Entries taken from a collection

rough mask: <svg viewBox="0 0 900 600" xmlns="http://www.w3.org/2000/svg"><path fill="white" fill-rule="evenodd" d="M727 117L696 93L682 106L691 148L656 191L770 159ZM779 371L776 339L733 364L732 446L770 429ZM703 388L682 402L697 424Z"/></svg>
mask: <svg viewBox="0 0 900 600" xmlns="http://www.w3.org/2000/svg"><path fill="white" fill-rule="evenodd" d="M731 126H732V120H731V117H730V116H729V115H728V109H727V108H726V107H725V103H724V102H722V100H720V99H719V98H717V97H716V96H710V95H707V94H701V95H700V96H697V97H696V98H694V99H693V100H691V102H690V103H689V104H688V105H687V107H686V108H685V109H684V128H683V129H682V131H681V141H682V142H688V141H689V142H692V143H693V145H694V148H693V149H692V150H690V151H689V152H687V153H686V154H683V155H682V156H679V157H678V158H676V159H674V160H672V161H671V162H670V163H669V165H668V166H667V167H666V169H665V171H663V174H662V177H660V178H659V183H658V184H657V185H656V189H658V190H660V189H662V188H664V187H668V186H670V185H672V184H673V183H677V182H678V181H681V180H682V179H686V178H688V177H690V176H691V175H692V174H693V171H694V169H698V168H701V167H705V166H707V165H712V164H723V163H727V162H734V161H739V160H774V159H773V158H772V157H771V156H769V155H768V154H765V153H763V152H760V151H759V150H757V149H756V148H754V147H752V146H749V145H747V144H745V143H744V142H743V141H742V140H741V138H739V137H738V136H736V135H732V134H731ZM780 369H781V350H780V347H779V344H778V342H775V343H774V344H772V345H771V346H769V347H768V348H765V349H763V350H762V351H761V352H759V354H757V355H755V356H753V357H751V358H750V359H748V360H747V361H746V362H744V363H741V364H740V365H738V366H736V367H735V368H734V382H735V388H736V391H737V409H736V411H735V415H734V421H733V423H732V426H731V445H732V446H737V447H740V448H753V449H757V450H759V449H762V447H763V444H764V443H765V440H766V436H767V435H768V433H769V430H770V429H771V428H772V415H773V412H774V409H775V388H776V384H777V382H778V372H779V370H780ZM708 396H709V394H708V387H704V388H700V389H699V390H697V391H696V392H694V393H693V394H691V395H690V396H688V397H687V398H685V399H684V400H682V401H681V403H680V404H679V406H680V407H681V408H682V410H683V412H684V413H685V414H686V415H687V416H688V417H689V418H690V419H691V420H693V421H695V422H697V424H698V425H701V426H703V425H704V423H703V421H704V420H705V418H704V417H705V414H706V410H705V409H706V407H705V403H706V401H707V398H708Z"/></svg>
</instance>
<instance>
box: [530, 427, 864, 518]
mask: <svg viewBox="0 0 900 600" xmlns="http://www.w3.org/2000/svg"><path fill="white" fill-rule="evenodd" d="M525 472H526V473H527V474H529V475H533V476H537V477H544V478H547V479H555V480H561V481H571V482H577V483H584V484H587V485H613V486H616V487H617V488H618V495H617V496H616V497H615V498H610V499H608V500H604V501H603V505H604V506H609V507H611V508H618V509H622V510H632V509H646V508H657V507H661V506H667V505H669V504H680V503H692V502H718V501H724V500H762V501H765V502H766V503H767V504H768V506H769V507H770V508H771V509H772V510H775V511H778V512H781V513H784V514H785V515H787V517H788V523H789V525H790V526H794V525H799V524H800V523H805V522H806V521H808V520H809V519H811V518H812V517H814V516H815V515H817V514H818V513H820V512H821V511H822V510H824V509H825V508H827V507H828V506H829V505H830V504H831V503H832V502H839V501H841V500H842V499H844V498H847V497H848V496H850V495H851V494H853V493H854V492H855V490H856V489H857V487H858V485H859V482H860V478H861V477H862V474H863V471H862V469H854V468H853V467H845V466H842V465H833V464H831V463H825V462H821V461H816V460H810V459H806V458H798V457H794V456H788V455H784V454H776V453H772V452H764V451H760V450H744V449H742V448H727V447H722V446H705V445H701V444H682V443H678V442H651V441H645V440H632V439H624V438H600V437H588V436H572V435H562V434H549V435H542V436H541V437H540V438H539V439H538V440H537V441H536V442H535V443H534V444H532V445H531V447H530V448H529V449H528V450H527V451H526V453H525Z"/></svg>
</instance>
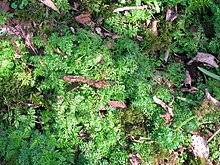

» Task goal:
Repeat all the data as it stands, dropping any images it holds.

» Worked solution:
rough mask: <svg viewBox="0 0 900 600" xmlns="http://www.w3.org/2000/svg"><path fill="white" fill-rule="evenodd" d="M727 117L696 93L682 106L691 148L656 191L770 159ZM779 371L776 339L733 364L732 446L770 429ZM703 388L682 402L697 424Z"/></svg>
mask: <svg viewBox="0 0 900 600" xmlns="http://www.w3.org/2000/svg"><path fill="white" fill-rule="evenodd" d="M731 126H732V120H731V117H730V116H729V115H728V109H727V108H726V107H725V103H724V102H722V100H720V99H719V98H717V97H716V96H710V95H707V94H701V95H700V96H697V97H696V98H694V99H693V100H691V102H690V103H689V104H688V105H687V107H686V108H685V109H684V128H683V129H682V131H681V141H682V142H688V141H689V142H692V143H693V145H694V148H693V149H692V150H690V151H689V152H687V153H686V154H683V155H682V156H679V157H678V158H676V159H674V160H672V161H671V162H670V163H669V165H668V166H667V167H666V169H665V171H663V174H662V177H660V178H659V183H658V184H657V185H656V189H658V190H660V189H662V188H664V187H668V186H670V185H672V184H673V183H677V182H678V181H681V180H682V179H686V178H688V177H690V176H691V175H692V174H693V171H694V169H698V168H701V167H705V166H707V165H712V164H723V163H727V162H734V161H739V160H774V159H773V158H772V157H771V156H769V155H768V154H765V153H763V152H760V151H759V150H757V149H756V148H754V147H752V146H749V145H747V144H745V143H744V142H743V141H742V140H741V138H739V137H738V136H736V135H732V134H731ZM780 369H781V350H780V347H779V344H778V342H775V343H774V344H772V345H771V346H769V347H768V348H765V349H763V350H762V351H761V352H759V354H757V355H755V356H753V357H751V358H750V359H748V360H747V361H746V362H744V363H741V364H740V365H738V366H736V367H735V368H734V382H735V388H736V391H737V409H736V411H735V415H734V421H733V423H732V426H731V445H732V446H737V447H740V448H753V449H757V450H759V449H762V447H763V444H764V443H765V440H766V436H767V435H768V433H769V430H770V429H771V428H772V415H773V412H774V409H775V388H776V384H777V382H778V372H779V370H780ZM708 396H709V394H708V387H704V388H700V389H699V390H697V391H696V392H694V393H693V394H691V395H690V396H688V397H687V398H685V399H684V400H682V401H681V403H680V404H679V406H680V407H681V408H682V410H683V412H684V413H685V414H686V415H687V416H688V417H689V418H690V419H691V420H693V421H695V422H697V424H698V425H701V426H703V425H704V423H703V421H704V420H705V418H704V417H705V414H706V410H705V409H706V407H705V403H706V401H707V398H708Z"/></svg>
</instance>
<instance>
box: [530, 427, 864, 518]
mask: <svg viewBox="0 0 900 600" xmlns="http://www.w3.org/2000/svg"><path fill="white" fill-rule="evenodd" d="M525 472H526V473H527V474H529V475H533V476H537V477H544V478H547V479H555V480H561V481H571V482H577V483H584V484H587V485H613V486H616V487H617V488H618V495H617V496H616V497H615V498H610V499H608V500H604V501H603V505H604V506H609V507H611V508H618V509H622V510H632V509H646V508H657V507H661V506H667V505H669V504H680V503H692V502H718V501H724V500H762V501H765V502H766V503H767V504H768V506H769V507H770V508H771V509H772V510H775V511H778V512H781V513H784V514H785V515H787V517H788V523H789V525H790V526H794V525H799V524H800V523H805V522H806V521H808V520H809V519H811V518H812V517H814V516H815V515H817V514H818V513H820V512H821V511H822V510H824V509H825V508H827V507H828V506H829V505H830V504H831V503H832V502H839V501H841V500H842V499H844V498H847V497H848V496H850V495H851V494H853V493H854V492H855V490H856V489H857V487H858V485H859V482H860V478H861V477H862V474H863V471H862V469H854V468H853V467H845V466H842V465H833V464H831V463H825V462H821V461H816V460H810V459H806V458H798V457H794V456H788V455H784V454H776V453H772V452H764V451H760V450H744V449H742V448H727V447H722V446H705V445H701V444H682V443H678V442H651V441H645V440H632V439H624V438H600V437H588V436H572V435H562V434H549V435H542V436H541V437H540V438H539V439H538V440H537V441H536V442H535V443H534V444H532V445H531V447H530V448H529V449H528V450H527V451H526V453H525Z"/></svg>
</instance>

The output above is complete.